- PROBLEM TO SOLVE
Recast every line of the records below as a numbered list, leaving out any blank lines.

- PROVIDED DATA
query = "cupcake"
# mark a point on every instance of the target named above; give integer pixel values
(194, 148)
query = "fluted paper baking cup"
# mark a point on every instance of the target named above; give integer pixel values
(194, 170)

- SOLUTION TO THIS PROBLEM
1. query = "cupcake"
2. # mark a point on every instance of the target named above; give integer pixel values
3. (194, 148)
4. query = "fluted paper baking cup"
5. # mark a point on every instance of the target named above; give integer pixel values
6. (194, 170)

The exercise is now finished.